|BC Wild Salmon|
With almost $10-million in funding raised from private donors, corporations and non-profits, the Pacific Salmon Foundation has started a salmon research project unlike anything the government ever attempted. Launched on the 20th anniversary of the collapse of coho and chinook salmon stocks in the Strait of Georgia, the Salish Sea Marine Survival Project is aimed at finding out why the crash happened – and determining what can be done to restore the runs. Brian Riddell, president and CEO of the Pacific Salmon Foundation, said the Department of Fisheries and Oceans, where he used to be lead scientist, never tackled the problem in the holistic way his organization intends to. Mark Hume reports. (Globe and Mail)
Post-mortem underway after California fish die-off
Marine biologists worked Monday to determine whether a recent Southern California heat wave, lack of oxygen in the water or other factors might have caused the death of thousands of fish along the coastal waters of Marina del Rey. California Fish and Wildlife workers continued to remove the dead anchovies and stingrays that created a silvery blanket on the water's surface and a pungent smell that set off a feeding frenzy among harbor seals, pelicans and seagulls. An octopus was also found among the dead sea life. The incident is likely the result of a confluence of factors, said Dana Roeber Murray, a marine and coastal scientist with the environmental group Heal the Bay. (Associated Press)
Railroads claim national security in keeping oil train routes secret, but feds say not so
As crude oil shipments have proliferated and raised safety concerns across the country, railroads have refused to acknowledge their routes and frequencies, details that anyone patient enough to stand trackside could learn. Railroads companies have claimed that they're prohibited by federal law from divulging those details for national security reasons. But they're not. Rob Davis reports. (Oregonian) See also: Risk Assessment for Railroads How taxpayers will end up paying for the costs of a worst case oil train derailment. Eric de Place and Rich Feldman report. (Sightline)
Oil spill exercise starts Tuesday in Burrard Inlet
If you’re near North Vancouver’s Cates Park at the south end of Indian Arm this week and see what looks like several boats and crews desperately trying to contain an oil spill, don’t fret. It’s not for real. A three-day oil spill response training exercise will be conducted in Burrard Inlet from Tuesday to Thursday, days after Vancouver joined a list of cities unhappy with Kinder Morgan’s proposed twinning of the Trans Mountain pipeline from Edmonton to Burnaby. However, a spokesman for the organization conducting the exercise said Monday it is a regularly scheduled event that was not prompted in any way by the Kinder Morgan proposal. Brian Morton reports. (Vancouver Sun)
Sensors to warn of quakes affecting Island
Ocean Networks Canada plans to add land sensors to its systems that could serve as an early-warning system for earthquakes affecting Vancouver Island. The group has partnered with the University of British Columbia, which developed a land sensor that provides a warning 60 to 90 seconds before the land-shaking energy of an earthquake arrives.... The land sensors are cup-sized and placed in a solid, stable location with power and Internet connectivity. Offshore sensors, exposed to high pressure and salt water, are bigger and stored in circular titanium tubes with large and expensive underwater connectors on the ocean floor. Cindy Harnett reports. (Times Colonist)

-----

Tasks to complete:
1. In the news roundup, copy the passage from "Railroads claim national" up to and including "Feldman report. (Sightline)".
2. According to the news roundup, how much warning does the land sensor developed by the University of British Columbia give before an earthquake's land-shaking energy arrives?
3. Render this sentence from the news roundup into Spanish: "An octopus was also found among the dead sea life."

-----

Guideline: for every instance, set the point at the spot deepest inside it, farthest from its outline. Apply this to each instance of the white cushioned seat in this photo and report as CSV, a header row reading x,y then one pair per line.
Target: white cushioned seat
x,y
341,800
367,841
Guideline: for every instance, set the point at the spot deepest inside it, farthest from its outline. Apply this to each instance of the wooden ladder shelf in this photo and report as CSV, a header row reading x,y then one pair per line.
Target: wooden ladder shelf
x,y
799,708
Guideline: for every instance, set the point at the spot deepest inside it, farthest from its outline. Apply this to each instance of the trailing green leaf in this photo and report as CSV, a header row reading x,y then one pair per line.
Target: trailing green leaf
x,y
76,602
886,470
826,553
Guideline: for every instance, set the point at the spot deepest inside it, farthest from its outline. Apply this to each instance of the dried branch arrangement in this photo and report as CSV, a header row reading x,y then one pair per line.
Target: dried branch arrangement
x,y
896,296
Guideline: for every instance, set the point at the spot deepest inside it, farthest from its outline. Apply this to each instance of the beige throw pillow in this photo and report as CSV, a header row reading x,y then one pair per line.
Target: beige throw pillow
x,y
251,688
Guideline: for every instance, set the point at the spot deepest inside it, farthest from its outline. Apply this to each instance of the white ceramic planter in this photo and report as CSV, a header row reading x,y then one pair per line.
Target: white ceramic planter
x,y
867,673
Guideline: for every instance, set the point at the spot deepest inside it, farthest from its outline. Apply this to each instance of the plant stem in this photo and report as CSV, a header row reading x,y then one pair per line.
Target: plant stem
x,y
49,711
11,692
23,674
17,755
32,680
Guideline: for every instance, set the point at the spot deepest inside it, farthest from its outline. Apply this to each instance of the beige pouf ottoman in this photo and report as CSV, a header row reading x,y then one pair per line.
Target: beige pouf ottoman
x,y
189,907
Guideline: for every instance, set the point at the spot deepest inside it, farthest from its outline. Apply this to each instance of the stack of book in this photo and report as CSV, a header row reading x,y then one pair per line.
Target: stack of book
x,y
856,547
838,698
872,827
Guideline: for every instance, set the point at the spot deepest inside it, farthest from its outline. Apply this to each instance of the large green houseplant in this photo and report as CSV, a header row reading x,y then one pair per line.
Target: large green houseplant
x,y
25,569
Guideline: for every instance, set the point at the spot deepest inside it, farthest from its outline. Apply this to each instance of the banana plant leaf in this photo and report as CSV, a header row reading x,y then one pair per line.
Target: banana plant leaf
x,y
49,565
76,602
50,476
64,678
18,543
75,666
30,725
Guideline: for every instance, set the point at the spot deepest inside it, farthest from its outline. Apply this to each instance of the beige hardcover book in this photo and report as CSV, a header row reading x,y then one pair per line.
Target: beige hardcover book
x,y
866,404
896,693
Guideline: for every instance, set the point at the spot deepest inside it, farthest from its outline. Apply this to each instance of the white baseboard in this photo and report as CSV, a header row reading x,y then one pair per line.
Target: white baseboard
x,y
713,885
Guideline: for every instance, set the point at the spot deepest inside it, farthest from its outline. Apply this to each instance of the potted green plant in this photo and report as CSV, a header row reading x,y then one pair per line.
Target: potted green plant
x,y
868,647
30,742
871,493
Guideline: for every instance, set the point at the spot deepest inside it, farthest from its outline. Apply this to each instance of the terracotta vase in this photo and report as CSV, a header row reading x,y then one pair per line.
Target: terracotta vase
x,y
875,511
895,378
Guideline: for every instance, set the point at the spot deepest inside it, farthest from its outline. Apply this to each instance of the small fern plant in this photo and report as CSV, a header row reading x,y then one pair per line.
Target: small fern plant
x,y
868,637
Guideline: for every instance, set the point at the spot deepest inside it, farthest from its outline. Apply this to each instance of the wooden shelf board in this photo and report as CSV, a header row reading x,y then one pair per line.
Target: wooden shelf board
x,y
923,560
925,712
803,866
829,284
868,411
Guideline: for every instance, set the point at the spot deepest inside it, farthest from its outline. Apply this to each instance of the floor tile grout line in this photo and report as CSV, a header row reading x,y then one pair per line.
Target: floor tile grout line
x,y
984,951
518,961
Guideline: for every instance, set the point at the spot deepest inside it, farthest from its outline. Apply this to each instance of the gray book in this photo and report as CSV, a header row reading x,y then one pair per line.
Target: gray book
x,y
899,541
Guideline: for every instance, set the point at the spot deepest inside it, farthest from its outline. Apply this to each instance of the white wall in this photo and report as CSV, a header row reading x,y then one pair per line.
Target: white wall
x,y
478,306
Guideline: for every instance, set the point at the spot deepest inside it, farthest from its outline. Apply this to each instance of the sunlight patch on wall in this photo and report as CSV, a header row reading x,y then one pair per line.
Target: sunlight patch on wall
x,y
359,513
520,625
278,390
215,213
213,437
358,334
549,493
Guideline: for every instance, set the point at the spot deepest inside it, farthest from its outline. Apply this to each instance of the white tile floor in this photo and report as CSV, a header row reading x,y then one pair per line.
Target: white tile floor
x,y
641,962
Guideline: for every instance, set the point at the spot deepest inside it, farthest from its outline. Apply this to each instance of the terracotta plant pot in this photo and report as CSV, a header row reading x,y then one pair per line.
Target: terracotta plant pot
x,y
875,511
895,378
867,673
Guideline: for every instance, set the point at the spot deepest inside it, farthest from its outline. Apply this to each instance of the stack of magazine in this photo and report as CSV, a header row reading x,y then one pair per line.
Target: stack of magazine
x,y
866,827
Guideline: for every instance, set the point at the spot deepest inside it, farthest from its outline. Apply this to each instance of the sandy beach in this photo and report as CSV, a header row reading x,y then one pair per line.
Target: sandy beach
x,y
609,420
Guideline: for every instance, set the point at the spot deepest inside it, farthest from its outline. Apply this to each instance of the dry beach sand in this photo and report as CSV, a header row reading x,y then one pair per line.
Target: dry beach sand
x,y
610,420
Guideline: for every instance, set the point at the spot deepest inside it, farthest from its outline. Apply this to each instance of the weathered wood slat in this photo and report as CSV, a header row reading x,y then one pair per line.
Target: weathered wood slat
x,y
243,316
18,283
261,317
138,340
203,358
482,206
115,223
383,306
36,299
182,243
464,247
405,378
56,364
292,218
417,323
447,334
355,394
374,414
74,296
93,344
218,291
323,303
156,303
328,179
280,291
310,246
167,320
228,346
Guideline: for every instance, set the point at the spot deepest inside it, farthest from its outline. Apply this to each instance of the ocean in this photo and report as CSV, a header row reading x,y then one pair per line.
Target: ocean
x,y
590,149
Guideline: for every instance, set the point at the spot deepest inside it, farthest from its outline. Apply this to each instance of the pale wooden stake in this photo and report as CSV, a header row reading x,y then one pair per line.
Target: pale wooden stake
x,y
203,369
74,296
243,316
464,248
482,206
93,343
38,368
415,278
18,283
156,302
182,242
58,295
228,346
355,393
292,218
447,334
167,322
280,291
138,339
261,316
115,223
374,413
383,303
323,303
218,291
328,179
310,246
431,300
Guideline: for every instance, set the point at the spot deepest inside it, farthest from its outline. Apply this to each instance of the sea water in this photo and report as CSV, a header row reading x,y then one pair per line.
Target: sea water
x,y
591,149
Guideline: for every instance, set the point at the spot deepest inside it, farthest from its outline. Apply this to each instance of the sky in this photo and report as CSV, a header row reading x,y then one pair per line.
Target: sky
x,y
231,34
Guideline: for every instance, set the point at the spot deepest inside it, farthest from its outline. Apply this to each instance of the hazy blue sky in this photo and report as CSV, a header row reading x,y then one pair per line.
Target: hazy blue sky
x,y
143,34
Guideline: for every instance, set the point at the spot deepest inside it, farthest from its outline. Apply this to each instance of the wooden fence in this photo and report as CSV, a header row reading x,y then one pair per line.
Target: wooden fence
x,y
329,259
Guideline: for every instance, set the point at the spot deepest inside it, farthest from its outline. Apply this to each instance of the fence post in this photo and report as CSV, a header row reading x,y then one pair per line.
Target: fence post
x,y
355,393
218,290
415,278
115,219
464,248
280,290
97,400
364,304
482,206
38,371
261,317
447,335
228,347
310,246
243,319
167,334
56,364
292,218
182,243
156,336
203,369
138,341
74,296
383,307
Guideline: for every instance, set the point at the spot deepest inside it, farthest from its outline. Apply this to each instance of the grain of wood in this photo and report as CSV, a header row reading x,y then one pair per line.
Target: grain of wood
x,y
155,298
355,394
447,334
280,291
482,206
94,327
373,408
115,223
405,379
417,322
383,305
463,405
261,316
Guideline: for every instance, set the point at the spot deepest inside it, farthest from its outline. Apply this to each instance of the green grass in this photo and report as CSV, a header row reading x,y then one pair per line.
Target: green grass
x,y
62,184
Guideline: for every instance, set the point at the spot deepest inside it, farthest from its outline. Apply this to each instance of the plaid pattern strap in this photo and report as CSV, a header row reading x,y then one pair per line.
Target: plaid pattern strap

-----

Responses in order:
1.
Railroads claim national security in keeping oil train routes secret, but feds say not so
As crude oil shipments have proliferated and raised safety concerns across the country, railroads have refused to acknowledge their routes and frequencies, details that anyone patient enough to stand trackside could learn. Railroads companies have claimed that they're prohibited by federal law from divulging those details for national security reasons. But they're not. Rob Davis reports. (Oregonian) See also: Risk Assessment for Railroads How taxpayers will end up paying for the costs of a worst case oil train derailment. Eric de Place and Rich Feldman report. (Sightline)

2. 60 to 90 seconds.

3. También se encontró un pulpo entre la vida marina muerta.